= Goal of the exercise =
Count the lines in the material below that contain the word "wall", and reply with that number alone.

= Input material =
>>>>
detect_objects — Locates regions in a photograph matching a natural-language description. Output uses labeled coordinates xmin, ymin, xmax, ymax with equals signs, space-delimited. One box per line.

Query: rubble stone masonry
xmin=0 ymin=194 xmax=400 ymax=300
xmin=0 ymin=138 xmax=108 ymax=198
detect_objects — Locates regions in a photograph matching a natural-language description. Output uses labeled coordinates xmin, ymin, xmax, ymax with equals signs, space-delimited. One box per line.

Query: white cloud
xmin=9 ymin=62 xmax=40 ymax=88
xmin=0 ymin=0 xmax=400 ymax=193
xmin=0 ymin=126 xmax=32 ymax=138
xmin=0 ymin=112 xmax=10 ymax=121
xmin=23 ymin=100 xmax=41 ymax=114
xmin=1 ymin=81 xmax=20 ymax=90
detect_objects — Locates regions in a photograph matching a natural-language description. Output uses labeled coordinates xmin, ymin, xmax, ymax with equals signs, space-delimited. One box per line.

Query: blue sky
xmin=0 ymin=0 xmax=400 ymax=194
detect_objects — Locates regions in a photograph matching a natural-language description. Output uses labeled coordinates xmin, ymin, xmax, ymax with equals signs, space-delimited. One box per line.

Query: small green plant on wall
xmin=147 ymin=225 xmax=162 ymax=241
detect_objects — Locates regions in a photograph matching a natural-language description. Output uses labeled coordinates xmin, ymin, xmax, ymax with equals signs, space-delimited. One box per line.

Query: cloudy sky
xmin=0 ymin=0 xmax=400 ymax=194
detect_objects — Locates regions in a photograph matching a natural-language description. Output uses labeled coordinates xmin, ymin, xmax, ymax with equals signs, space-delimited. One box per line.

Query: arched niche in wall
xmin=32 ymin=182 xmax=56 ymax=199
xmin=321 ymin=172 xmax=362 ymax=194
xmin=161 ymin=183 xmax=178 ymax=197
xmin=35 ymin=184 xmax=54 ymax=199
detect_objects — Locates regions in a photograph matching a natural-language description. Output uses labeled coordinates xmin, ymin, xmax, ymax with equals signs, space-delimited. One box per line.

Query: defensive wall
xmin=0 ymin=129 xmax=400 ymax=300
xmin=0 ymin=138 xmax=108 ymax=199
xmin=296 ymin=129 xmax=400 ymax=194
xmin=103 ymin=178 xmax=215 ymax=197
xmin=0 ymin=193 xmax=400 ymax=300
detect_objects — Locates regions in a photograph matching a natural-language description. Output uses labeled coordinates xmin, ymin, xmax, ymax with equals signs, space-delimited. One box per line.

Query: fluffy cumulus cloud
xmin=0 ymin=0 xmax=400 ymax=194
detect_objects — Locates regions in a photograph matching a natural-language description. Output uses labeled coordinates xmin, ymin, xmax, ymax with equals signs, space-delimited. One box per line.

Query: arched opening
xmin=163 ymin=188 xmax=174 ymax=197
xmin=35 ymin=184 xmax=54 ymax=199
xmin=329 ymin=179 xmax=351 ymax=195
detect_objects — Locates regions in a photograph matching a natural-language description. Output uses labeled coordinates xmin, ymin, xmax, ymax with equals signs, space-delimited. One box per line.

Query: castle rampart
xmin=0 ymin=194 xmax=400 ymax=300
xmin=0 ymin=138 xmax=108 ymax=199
<<<<
>>>>
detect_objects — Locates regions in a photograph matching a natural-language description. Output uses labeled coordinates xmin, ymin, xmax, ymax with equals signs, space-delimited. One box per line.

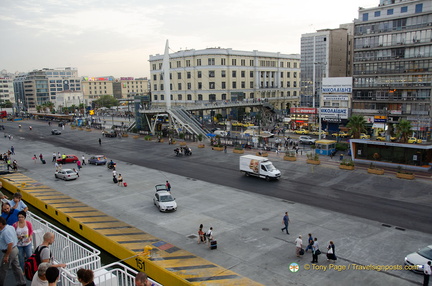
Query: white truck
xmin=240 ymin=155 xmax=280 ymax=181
<<<<
= Final result =
3